• _WRITTEN EXERCISE A_
Pull out each line of the entries that contains the string "every". Matching is case-sensitive.

• _TEXT_

Given two directory names ‘d1’ and ‘d2’, compares the MD5 sum of each file found in ‘d1’ against that of the equivalent file in ‘d2’, and yields the result as an Md5checker constant for each file pair, i.e.:

MD5_OK: if MD5 sums match; MD5_FAILED: if MD5 sums differ.

If the equivalent file doesn’t exist then yields MISSING_TARGET.

If one or both MD5 sums cannot be computed then yields MD5_ERROR.

How symbolic links are handled depends on the setting of the ‘links’ option:

FOLLOW_LINKS: (default) MD5 sums are computed and compared for

the targets of symbolic links. Broken links are treated as if the file was missing.

IGNORE_LINKS: MD5 sums are not computed or compared if either file

is a symbolic link, and links to directories are not followed.

Parameters:
  • d1 – ‘reference’ directory

  • d2 – ‘target’ directory to be compared with the reference

  • links – (optional) specify how symbolic links are handled.

Returns:

Yields a tuple (f,status) where f is the relative path of the file pair being compared, and status is the Md5Checker constant representing the outcome of the comparison.

classmethod md5cmp_files(f1, f2)

Compares the MD5 sums of two files

Given two file names, attempts to compute and compare their MD5 sums.

If the MD5s match then returns MD5_OK, if they don’t match then returns MD5_FAILED.

• _RECORDS FOR PROCESSING_
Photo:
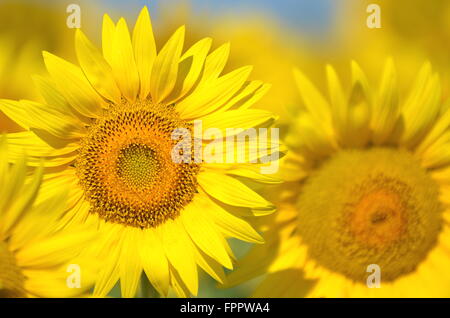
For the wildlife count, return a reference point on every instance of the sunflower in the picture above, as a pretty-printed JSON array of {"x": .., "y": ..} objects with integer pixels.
[
  {"x": 36, "y": 256},
  {"x": 106, "y": 131},
  {"x": 366, "y": 194}
]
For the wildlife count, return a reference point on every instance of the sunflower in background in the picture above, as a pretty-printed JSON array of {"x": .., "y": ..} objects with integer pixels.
[
  {"x": 27, "y": 28},
  {"x": 106, "y": 132},
  {"x": 411, "y": 31},
  {"x": 368, "y": 184},
  {"x": 35, "y": 253}
]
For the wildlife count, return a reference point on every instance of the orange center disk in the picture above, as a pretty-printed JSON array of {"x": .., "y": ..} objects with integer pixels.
[
  {"x": 378, "y": 218},
  {"x": 126, "y": 169}
]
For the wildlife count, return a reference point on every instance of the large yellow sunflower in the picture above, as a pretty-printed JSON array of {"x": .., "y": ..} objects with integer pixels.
[
  {"x": 106, "y": 130},
  {"x": 37, "y": 257},
  {"x": 368, "y": 181}
]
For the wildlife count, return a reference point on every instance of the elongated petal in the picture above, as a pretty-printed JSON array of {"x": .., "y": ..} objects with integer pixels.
[
  {"x": 314, "y": 102},
  {"x": 422, "y": 106},
  {"x": 123, "y": 63},
  {"x": 95, "y": 67},
  {"x": 53, "y": 98},
  {"x": 178, "y": 248},
  {"x": 165, "y": 67},
  {"x": 144, "y": 50},
  {"x": 241, "y": 118},
  {"x": 215, "y": 62},
  {"x": 155, "y": 262},
  {"x": 213, "y": 94},
  {"x": 190, "y": 67},
  {"x": 386, "y": 111},
  {"x": 230, "y": 191},
  {"x": 202, "y": 231},
  {"x": 31, "y": 115},
  {"x": 130, "y": 263},
  {"x": 74, "y": 86},
  {"x": 108, "y": 33},
  {"x": 229, "y": 224}
]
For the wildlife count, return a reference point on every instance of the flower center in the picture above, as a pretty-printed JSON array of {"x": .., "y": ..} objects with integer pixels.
[
  {"x": 11, "y": 277},
  {"x": 365, "y": 207},
  {"x": 126, "y": 169}
]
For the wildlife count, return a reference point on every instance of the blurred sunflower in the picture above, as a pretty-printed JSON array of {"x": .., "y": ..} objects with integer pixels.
[
  {"x": 34, "y": 252},
  {"x": 27, "y": 28},
  {"x": 406, "y": 34},
  {"x": 368, "y": 184},
  {"x": 106, "y": 130}
]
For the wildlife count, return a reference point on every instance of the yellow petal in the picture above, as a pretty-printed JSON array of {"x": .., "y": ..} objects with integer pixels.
[
  {"x": 215, "y": 62},
  {"x": 95, "y": 67},
  {"x": 314, "y": 102},
  {"x": 190, "y": 67},
  {"x": 155, "y": 262},
  {"x": 421, "y": 108},
  {"x": 130, "y": 263},
  {"x": 123, "y": 64},
  {"x": 251, "y": 93},
  {"x": 144, "y": 50},
  {"x": 53, "y": 98},
  {"x": 202, "y": 231},
  {"x": 386, "y": 111},
  {"x": 33, "y": 115},
  {"x": 178, "y": 248},
  {"x": 74, "y": 86},
  {"x": 231, "y": 191},
  {"x": 240, "y": 119},
  {"x": 338, "y": 103},
  {"x": 108, "y": 33},
  {"x": 229, "y": 224},
  {"x": 165, "y": 67},
  {"x": 213, "y": 94}
]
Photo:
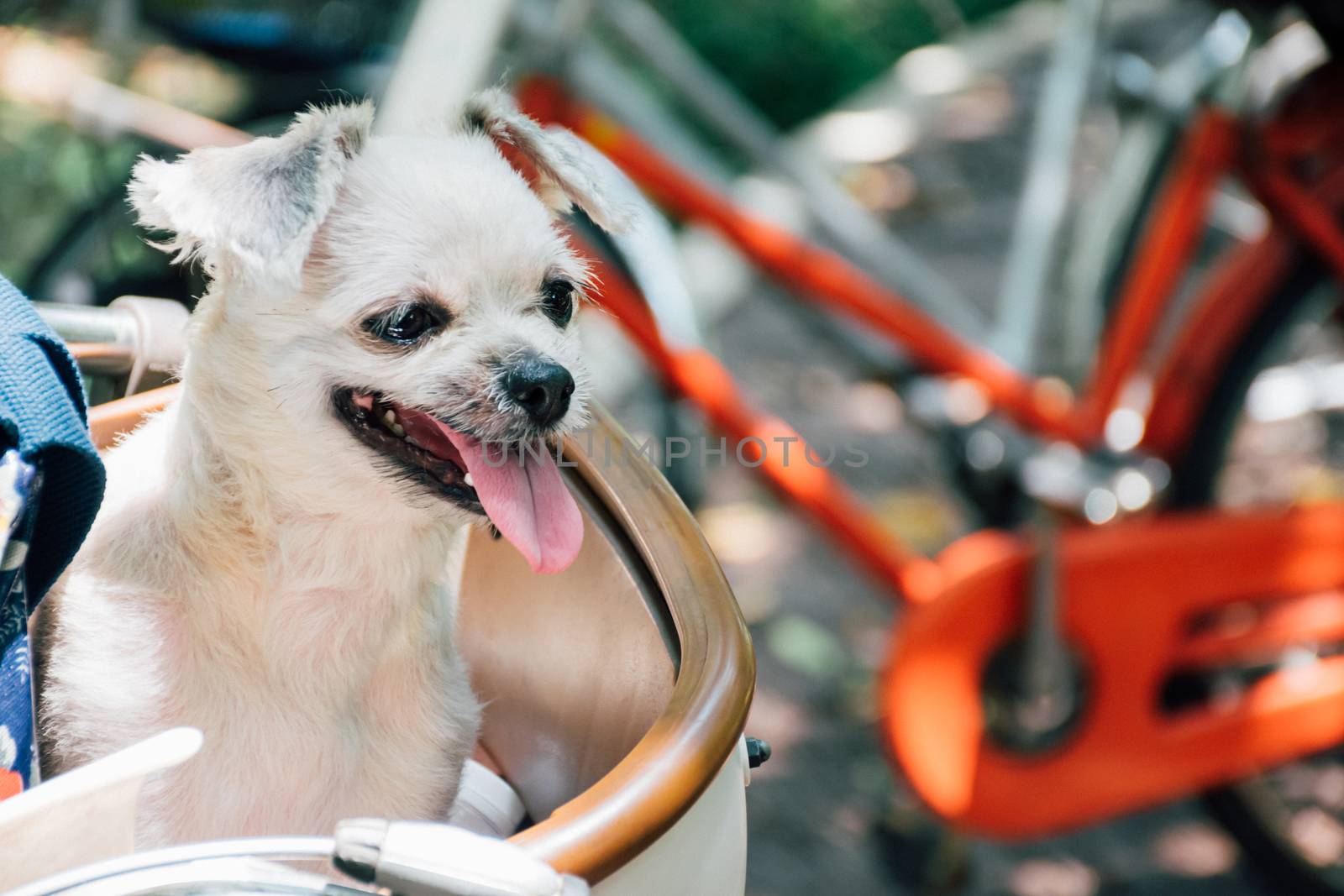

• _WRITTEN EXERCISE B_
Reproduce the part of the MD5 checker documentation that opens with "Yields a tuple" and closes with "classmethod md5cmp_files(f1, f2)", swapping "tuple" for "list".

• _PROBLEM SOLUTION A_
For the wildlife count, return a reference point on every instance of the sunflower in the picture above, as a pretty-printed JSON array of {"x": .., "y": ..} objects with integer pixels.
For the wildlife count, return a reference point on every instance of the sunflower in background in the picture above, as a pretty-printed JSON array of {"x": .., "y": ..} objects with integer pixels.
For the wildlife count, return a reference point on every instance of the orange center disk in the picture above, as a pretty-printed JSON array of {"x": .., "y": ..} objects with integer pixels.
For the wildlife count, return a reference point on every instance of the large yellow sunflower in the picture above, as a pretty-printed JSON array of {"x": .., "y": ..} objects with integer pixels.
For the wildlife count, return a reference point on every instance of the elongated petal in the picture above, as a pretty-printed JSON array of {"x": .., "y": ..} objects with integer pixels.
For the wildlife count, return a reference point on every instance of the flower center in the picture above, as a pretty-printed JSON array of {"x": .., "y": ..} objects with integer pixels.
For the wildlife count, return a reference point on every instance of the blurred sunflower in the picture above, as a pretty-printed JSON array of {"x": .., "y": ..} objects with integer pixels.
For the wildlife count, return a reference point on every instance of the yellow petal in the picture above, as a pretty-printed JSON array of {"x": .., "y": ..} objects with integer pixels.

• _PROBLEM SOLUTION B_
Yields a list (f,status) where f is the relative path of the file pair being compared, and status is the Md5Checker constant representing the outcome of the comparison.

classmethod md5cmp_files(f1, f2)